*Task list*
a - According to the text below about St Theobald's Church, why did people come to regard the church as dedicated to St Theobald? Answer in one to three sentences.
b - In the text below about St Theobald's Church, when was the new church built that replaced it?
c - Please continue the text below about St Theobald's Church from the point where it stops.

*Extracted text*
"""
St Theobald's Church is a former church at Great Hautbois, near Coltishall in Norfolk, England. During the medieval period it was a place of pilgrimage to a shrine of St Theobald; it remained in use until a new church was built in the 19th century. It is a round-tower church. The building is Grade II* listed, and a scheduled monument.

==Description==
===The dedication===
The dedication of the church was originally to the Assumption of Saint Mary the Virgin; it has later been regarded as dedicated to St Theobald, as described in the History of Norfolk, published by Charles Parkin in the 18th century: "In this church was a famous image of St Theobald, commonly called St Tebbald of Hobbies; it was much frequented for its many pretended miracles, so that pilgrimages used to be made to it.... [I]n 1507 Thomas Wood of Cowteshale gave legacies to the gild of the Virgin Mary, in the church of the Assumption of the Virgin at Hobbies, and to paint the new tabernacle of St Theobald there, and this saint being so famous, made some mistake the dedication of the church, and suppose it to have been dedicated to St Theobald, which is not so."
"""
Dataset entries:
"""
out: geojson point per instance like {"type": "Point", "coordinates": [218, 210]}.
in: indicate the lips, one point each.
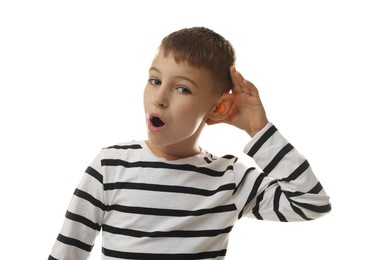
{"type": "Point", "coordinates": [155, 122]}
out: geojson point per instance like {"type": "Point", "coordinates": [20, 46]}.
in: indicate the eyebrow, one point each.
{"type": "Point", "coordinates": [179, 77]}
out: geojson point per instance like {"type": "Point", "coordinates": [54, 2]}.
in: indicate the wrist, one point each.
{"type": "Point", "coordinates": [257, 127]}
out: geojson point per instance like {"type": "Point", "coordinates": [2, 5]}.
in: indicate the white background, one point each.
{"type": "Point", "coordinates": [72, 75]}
"""
*Answer set*
a - The church held a famous image of St Theobald that drew many pilgrims because of its reputed miracles. The saint was so well known there that some people mistakenly assumed the church was dedicated to him, though its original dedication was to the Assumption of Saint Mary the Virgin.

b - In the 19th century.

c -
===History===
The church was built in the 11th century, of knapped flint and flint rubble, in Early English style. There was originally an aisleless nave and a chancel. The round tower was built in the 12th century. In the 13th century the chancel was extended and a south transept was added, to house an image of St Theobald. The south aisle, adjoining the transept, and connected to the nave through two arches, was built in the 14th century, perhaps to accommodate pilgrims; a porch was added in the following century.

Associated with the church was the Hospital of St Mary, for pilgrims to the church, founded about 1235 by Sir Peter de Alto Bosco, or Hautbois, who possessed half of the manor of Great Hautbois. After the Dissolution of the Monasteries, when the patronage of the church was granted to the Duke of Norfolk, the church was no longer regarded as a place of pilgrimage.

Holy Trinity Church, designed by Thomas Jeckyll, was built in the village in 1864 to replace this church. It contains the font from the former church. The chancel of St Theobald's was converted into a mortuary chapel, and the rest of the building was left as a ruin; the graveyard remained in use.